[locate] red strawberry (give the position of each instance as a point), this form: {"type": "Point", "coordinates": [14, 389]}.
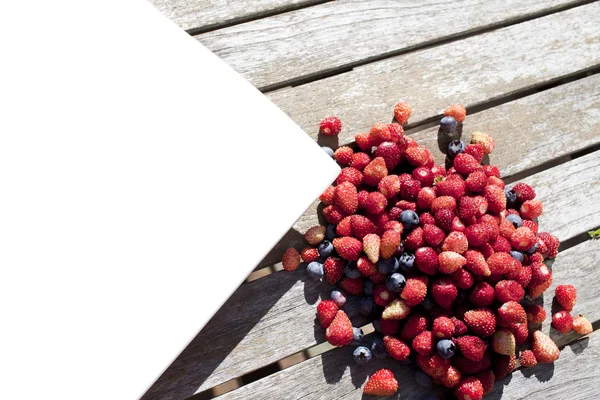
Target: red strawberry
{"type": "Point", "coordinates": [348, 248]}
{"type": "Point", "coordinates": [402, 112]}
{"type": "Point", "coordinates": [291, 259]}
{"type": "Point", "coordinates": [414, 291]}
{"type": "Point", "coordinates": [471, 347]}
{"type": "Point", "coordinates": [375, 171]}
{"type": "Point", "coordinates": [469, 389]}
{"type": "Point", "coordinates": [326, 312]}
{"type": "Point", "coordinates": [566, 295]}
{"type": "Point", "coordinates": [443, 328]}
{"type": "Point", "coordinates": [381, 383]}
{"type": "Point", "coordinates": [544, 349]}
{"type": "Point", "coordinates": [414, 325]}
{"type": "Point", "coordinates": [334, 269]}
{"type": "Point", "coordinates": [503, 342]}
{"type": "Point", "coordinates": [444, 292]}
{"type": "Point", "coordinates": [340, 332]}
{"type": "Point", "coordinates": [582, 326]}
{"type": "Point", "coordinates": [527, 359]}
{"type": "Point", "coordinates": [481, 321]}
{"type": "Point", "coordinates": [396, 348]}
{"type": "Point", "coordinates": [508, 290]}
{"type": "Point", "coordinates": [423, 343]}
{"type": "Point", "coordinates": [482, 294]}
{"type": "Point", "coordinates": [531, 209]}
{"type": "Point", "coordinates": [562, 321]}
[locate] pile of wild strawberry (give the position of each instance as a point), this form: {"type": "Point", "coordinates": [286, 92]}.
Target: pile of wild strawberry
{"type": "Point", "coordinates": [442, 260]}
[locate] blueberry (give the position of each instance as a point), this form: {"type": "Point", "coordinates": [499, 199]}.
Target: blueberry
{"type": "Point", "coordinates": [409, 218]}
{"type": "Point", "coordinates": [362, 355]}
{"type": "Point", "coordinates": [533, 249]}
{"type": "Point", "coordinates": [455, 147]}
{"type": "Point", "coordinates": [378, 349]}
{"type": "Point", "coordinates": [423, 379]}
{"type": "Point", "coordinates": [325, 248]}
{"type": "Point", "coordinates": [328, 150]}
{"type": "Point", "coordinates": [315, 270]}
{"type": "Point", "coordinates": [367, 306]}
{"type": "Point", "coordinates": [387, 266]}
{"type": "Point", "coordinates": [338, 298]}
{"type": "Point", "coordinates": [368, 287]}
{"type": "Point", "coordinates": [446, 348]}
{"type": "Point", "coordinates": [330, 232]}
{"type": "Point", "coordinates": [517, 255]}
{"type": "Point", "coordinates": [351, 271]}
{"type": "Point", "coordinates": [407, 262]}
{"type": "Point", "coordinates": [396, 282]}
{"type": "Point", "coordinates": [511, 196]}
{"type": "Point", "coordinates": [515, 219]}
{"type": "Point", "coordinates": [448, 124]}
{"type": "Point", "coordinates": [358, 336]}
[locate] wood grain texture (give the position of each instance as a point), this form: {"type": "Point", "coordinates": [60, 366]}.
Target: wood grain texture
{"type": "Point", "coordinates": [470, 71]}
{"type": "Point", "coordinates": [334, 375]}
{"type": "Point", "coordinates": [318, 39]}
{"type": "Point", "coordinates": [203, 14]}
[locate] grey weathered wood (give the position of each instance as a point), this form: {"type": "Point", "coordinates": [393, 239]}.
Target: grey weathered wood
{"type": "Point", "coordinates": [470, 71]}
{"type": "Point", "coordinates": [192, 15]}
{"type": "Point", "coordinates": [334, 375]}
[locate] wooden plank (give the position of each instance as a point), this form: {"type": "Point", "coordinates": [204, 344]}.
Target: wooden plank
{"type": "Point", "coordinates": [344, 33]}
{"type": "Point", "coordinates": [470, 71]}
{"type": "Point", "coordinates": [334, 375]}
{"type": "Point", "coordinates": [240, 333]}
{"type": "Point", "coordinates": [195, 15]}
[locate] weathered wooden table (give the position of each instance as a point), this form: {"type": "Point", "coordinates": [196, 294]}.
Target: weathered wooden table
{"type": "Point", "coordinates": [527, 72]}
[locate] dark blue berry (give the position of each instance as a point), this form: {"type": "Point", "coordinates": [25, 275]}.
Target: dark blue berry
{"type": "Point", "coordinates": [515, 220]}
{"type": "Point", "coordinates": [362, 355]}
{"type": "Point", "coordinates": [396, 282]}
{"type": "Point", "coordinates": [455, 147]}
{"type": "Point", "coordinates": [409, 218]}
{"type": "Point", "coordinates": [446, 348]}
{"type": "Point", "coordinates": [325, 248]}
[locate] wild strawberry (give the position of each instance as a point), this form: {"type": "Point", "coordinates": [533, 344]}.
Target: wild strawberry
{"type": "Point", "coordinates": [469, 389]}
{"type": "Point", "coordinates": [375, 171]}
{"type": "Point", "coordinates": [326, 312]}
{"type": "Point", "coordinates": [450, 262]}
{"type": "Point", "coordinates": [423, 343]}
{"type": "Point", "coordinates": [414, 291]}
{"type": "Point", "coordinates": [348, 248]}
{"type": "Point", "coordinates": [330, 126]}
{"type": "Point", "coordinates": [397, 310]}
{"type": "Point", "coordinates": [486, 141]}
{"type": "Point", "coordinates": [504, 365]}
{"type": "Point", "coordinates": [443, 328]}
{"type": "Point", "coordinates": [582, 326]}
{"type": "Point", "coordinates": [417, 156]}
{"type": "Point", "coordinates": [415, 324]}
{"type": "Point", "coordinates": [471, 347]}
{"type": "Point", "coordinates": [396, 348]}
{"type": "Point", "coordinates": [340, 332]}
{"type": "Point", "coordinates": [402, 112]}
{"type": "Point", "coordinates": [444, 292]}
{"type": "Point", "coordinates": [544, 349]}
{"type": "Point", "coordinates": [482, 294]}
{"type": "Point", "coordinates": [481, 321]}
{"type": "Point", "coordinates": [562, 321]}
{"type": "Point", "coordinates": [527, 359]}
{"type": "Point", "coordinates": [503, 342]}
{"type": "Point", "coordinates": [508, 290]}
{"type": "Point", "coordinates": [351, 175]}
{"type": "Point", "coordinates": [456, 111]}
{"type": "Point", "coordinates": [309, 254]}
⁂
_Exercise directions_.
Please report each line of the rows above that contains the word "plank", copying the lines in full. Case matters.

_Output below_.
[locate] wooden plank (give the position of each instance as a point), this form: {"type": "Point", "coordinates": [204, 344]}.
Target: wooden plank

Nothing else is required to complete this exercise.